• _What you are asked to do_
Reproduce the material below word for word, starting at the line that contains "the white face" and ending at the final line of the material.

• _Records shown_
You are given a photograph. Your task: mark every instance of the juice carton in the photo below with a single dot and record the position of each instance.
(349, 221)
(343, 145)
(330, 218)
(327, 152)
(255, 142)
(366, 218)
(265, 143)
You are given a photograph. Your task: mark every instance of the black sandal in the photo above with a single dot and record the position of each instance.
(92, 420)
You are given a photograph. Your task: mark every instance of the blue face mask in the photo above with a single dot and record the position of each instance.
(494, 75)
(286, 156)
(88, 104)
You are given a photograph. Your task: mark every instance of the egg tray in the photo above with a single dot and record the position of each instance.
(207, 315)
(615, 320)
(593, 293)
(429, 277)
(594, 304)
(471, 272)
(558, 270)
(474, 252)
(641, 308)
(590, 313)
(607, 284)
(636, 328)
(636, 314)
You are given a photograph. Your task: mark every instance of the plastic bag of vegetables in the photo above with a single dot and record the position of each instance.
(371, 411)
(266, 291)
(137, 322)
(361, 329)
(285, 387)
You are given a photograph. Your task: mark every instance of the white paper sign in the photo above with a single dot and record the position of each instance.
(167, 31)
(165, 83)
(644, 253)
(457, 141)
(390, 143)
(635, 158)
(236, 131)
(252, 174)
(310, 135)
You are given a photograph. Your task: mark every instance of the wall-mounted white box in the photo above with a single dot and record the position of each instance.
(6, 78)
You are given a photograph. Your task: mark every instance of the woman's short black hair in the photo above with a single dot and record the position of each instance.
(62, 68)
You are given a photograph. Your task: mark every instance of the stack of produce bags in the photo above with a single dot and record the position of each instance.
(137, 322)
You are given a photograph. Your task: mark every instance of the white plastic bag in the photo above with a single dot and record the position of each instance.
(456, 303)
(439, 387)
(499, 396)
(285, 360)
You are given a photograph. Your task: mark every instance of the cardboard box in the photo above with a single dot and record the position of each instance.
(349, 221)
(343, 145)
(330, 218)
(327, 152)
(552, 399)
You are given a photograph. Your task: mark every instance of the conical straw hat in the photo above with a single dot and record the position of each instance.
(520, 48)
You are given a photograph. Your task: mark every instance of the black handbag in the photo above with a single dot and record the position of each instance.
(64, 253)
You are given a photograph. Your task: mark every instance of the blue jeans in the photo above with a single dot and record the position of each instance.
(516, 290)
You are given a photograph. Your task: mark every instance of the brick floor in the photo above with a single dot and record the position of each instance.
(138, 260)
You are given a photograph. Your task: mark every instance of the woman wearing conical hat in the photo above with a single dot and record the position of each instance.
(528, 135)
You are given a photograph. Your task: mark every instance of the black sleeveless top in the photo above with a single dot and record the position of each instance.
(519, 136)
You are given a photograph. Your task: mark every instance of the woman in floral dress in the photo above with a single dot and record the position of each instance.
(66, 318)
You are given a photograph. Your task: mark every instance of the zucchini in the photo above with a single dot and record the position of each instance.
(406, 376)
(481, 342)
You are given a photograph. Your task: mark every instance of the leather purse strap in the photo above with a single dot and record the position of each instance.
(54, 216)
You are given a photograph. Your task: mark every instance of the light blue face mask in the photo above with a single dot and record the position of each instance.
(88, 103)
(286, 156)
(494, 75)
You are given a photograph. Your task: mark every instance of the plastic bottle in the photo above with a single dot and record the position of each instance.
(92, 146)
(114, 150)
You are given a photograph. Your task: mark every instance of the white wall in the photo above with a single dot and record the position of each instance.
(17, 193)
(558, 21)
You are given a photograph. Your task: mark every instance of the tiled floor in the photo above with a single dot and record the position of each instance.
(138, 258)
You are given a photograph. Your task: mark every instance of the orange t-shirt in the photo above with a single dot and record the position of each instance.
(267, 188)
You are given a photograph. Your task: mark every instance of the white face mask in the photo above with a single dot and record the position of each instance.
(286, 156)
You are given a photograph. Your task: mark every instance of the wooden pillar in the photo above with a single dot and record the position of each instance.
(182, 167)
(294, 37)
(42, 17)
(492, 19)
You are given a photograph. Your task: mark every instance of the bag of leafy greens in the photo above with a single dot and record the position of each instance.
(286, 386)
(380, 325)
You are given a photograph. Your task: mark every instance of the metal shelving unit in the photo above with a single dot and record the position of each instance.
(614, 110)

• _Written response_
You are given a photograph. Your task: mark every instance of the white face mask in the photo above with a single dot and record the position of each instance.
(286, 156)
You are given a photograph. Your task: mark every instance of the wooden pillar in the photo above with a single dot and record the position of each instance.
(182, 167)
(294, 37)
(42, 17)
(492, 19)
You are given a photograph. Your task: mark every instance of the bag of leafy greens in the photo above with a single dot and record the position of each instance.
(286, 386)
(380, 325)
You are given a photograph. Your task: mark every instance of the metal shelving unit in the photo above with a single dot and record the position of each instance.
(614, 110)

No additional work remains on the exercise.